[EXERCISE DESCRIPTION] Summarize the passage below about a courtroom escape in three sentences.

[PASSAGE SHOWN]
# # # # #
When Deontay enters the courtroom with the other inmates, he heads for a seat in the jury box. Investigators believe that's when he unlocks his cuffs and shackles.
Now he's ready to make a run for it, as soon as all his Confederates are in position. So there's two twins who are eyes and ears in the court? Yeah.
Who are they talking to? They're talking to the people in the car. The getaway.
Right. And so when the car's in position, one twin signals the other twin, twin signals Rosales, and he's like, okay, now everything's in place for you to roll.
And roll he did. The sheriff picked up the story.
One of the twins coughed into a cell phone. that cough was a message to alert them to know that Rosiles was on his way down to the vehicle.
The rest is history. Defense investigator Gentry Chambers.
Look, was there a party, Gentry? You said, man, that was incredible. Of course.
I mean, I'm saying to myself, how many guys actually evade the police and get away? And away for a week.

Except for one postscript that punctures the idea, the young plotters had thought of everything,

rather than just being very lucky.

This is a poor kid from the hood who didn't probably even think this was going to go down the way that it went down.

Look, the car that picked him up didn't even have gas in it.

They had to stop to the gas station. In the months ahead, all eight of those who helped Deontay were charged and convicted.
He's very smart. He's very charming because he got all these people to put their own freedom on the line for him.
As for Deontay Rosillas, he may have been back behind bars on 23-hour lockdown and facing new charges. But he wasn't done.
# # # # #
[DATA EXTRACT]
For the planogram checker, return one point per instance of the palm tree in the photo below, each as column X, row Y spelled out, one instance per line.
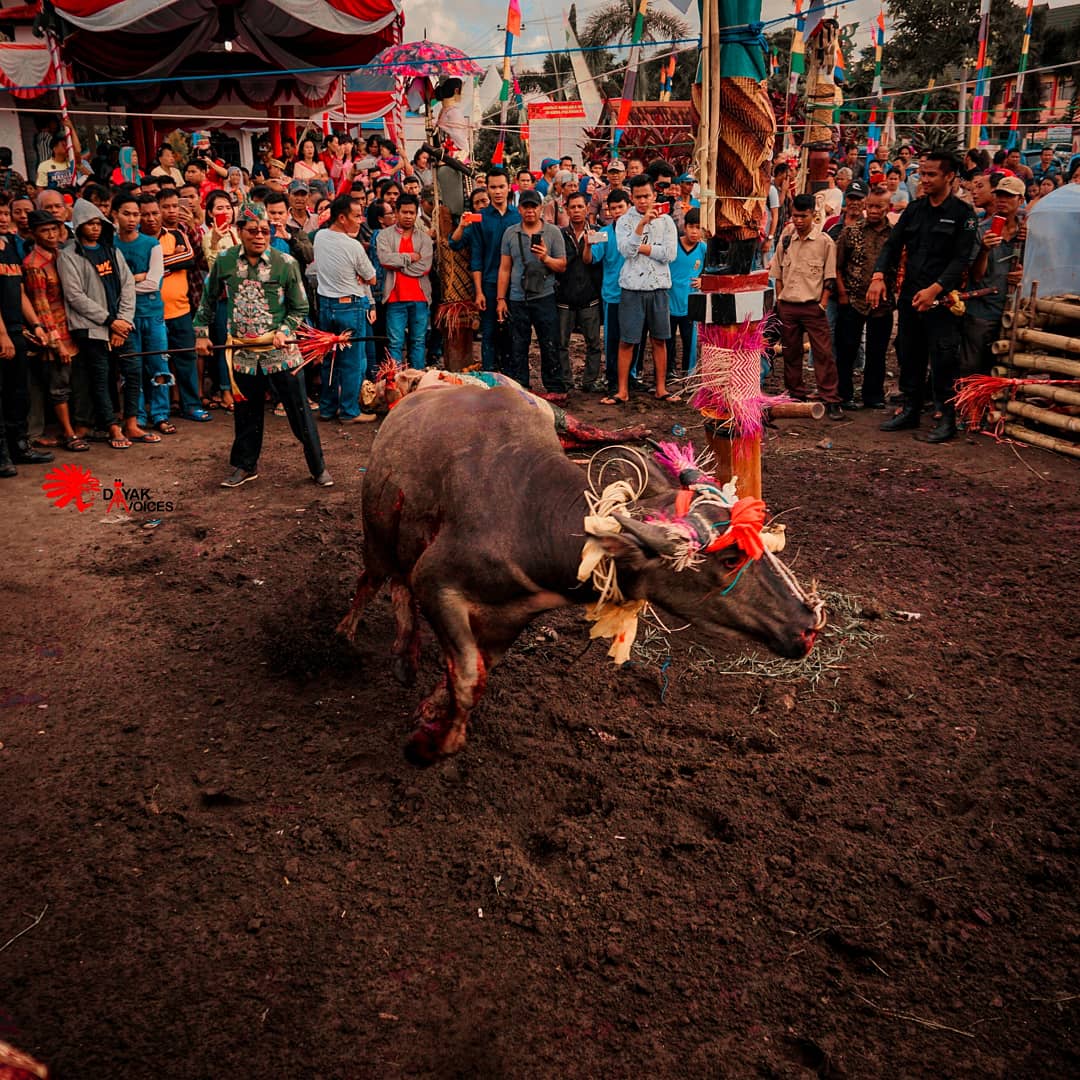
# # # # #
[WRITTEN ANSWER] Investigators believe Deontay unlocked his cuffs and shackles after taking a seat in the jury box, while twins in the courtroom served as eyes and ears and signaled to the people in the getaway car. When everything was in place, one twin coughed into a cell phone to alert them that he was on his way down, and he evaded the police for a week, even though the car that picked him up had no gas and had to stop at a gas station. All eight people who helped him were later charged and convicted, and he went back behind bars on 23-hour lockdown, facing new charges.